→ **Excerpted records**
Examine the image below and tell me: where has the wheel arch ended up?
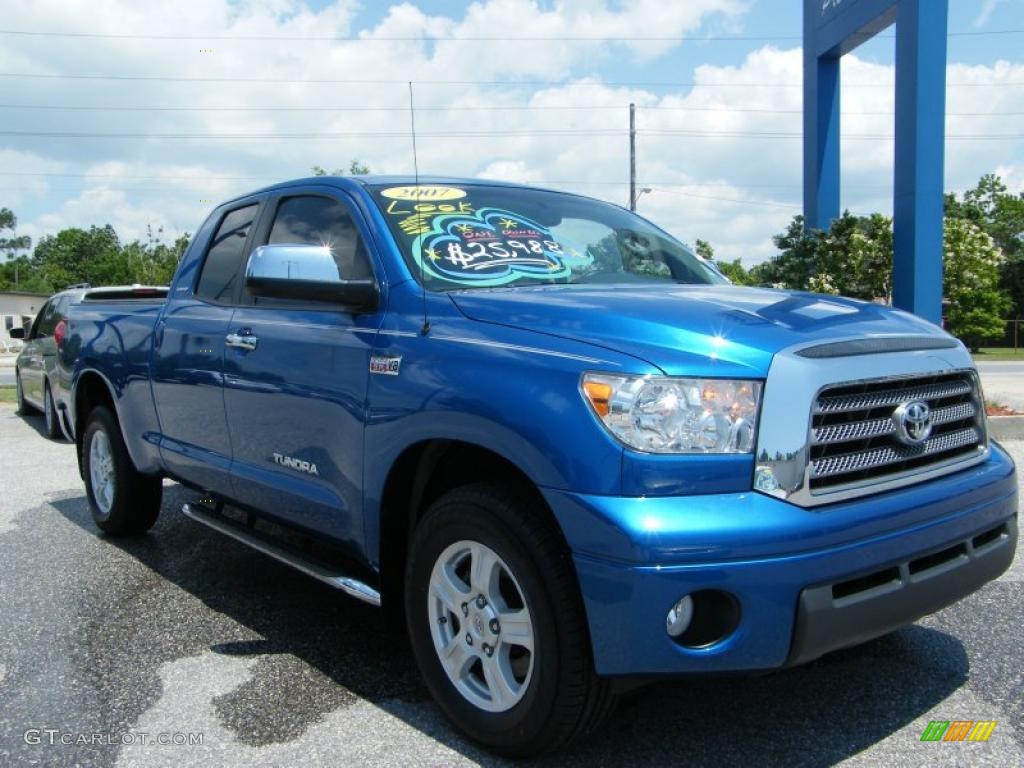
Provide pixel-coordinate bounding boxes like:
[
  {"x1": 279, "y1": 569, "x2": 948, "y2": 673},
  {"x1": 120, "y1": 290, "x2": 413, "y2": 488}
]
[
  {"x1": 369, "y1": 438, "x2": 568, "y2": 626},
  {"x1": 71, "y1": 369, "x2": 121, "y2": 474}
]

→ **What the task asks**
Shift each bounding-box coordinate in the answers of the records above by adding 126 to it, and reproduce every line, requests included, with the numbers in the requests and their format samples left unchanged. Omit the pictures from your reply.

→ **Output for this exercise**
Examine the image below and tell me: where has the wheel arch ended up?
Provide pixel-coordinate bounding boxes like:
[
  {"x1": 279, "y1": 569, "x2": 948, "y2": 673},
  {"x1": 120, "y1": 290, "x2": 413, "y2": 488}
]
[
  {"x1": 495, "y1": 564, "x2": 694, "y2": 752},
  {"x1": 197, "y1": 495, "x2": 247, "y2": 600}
]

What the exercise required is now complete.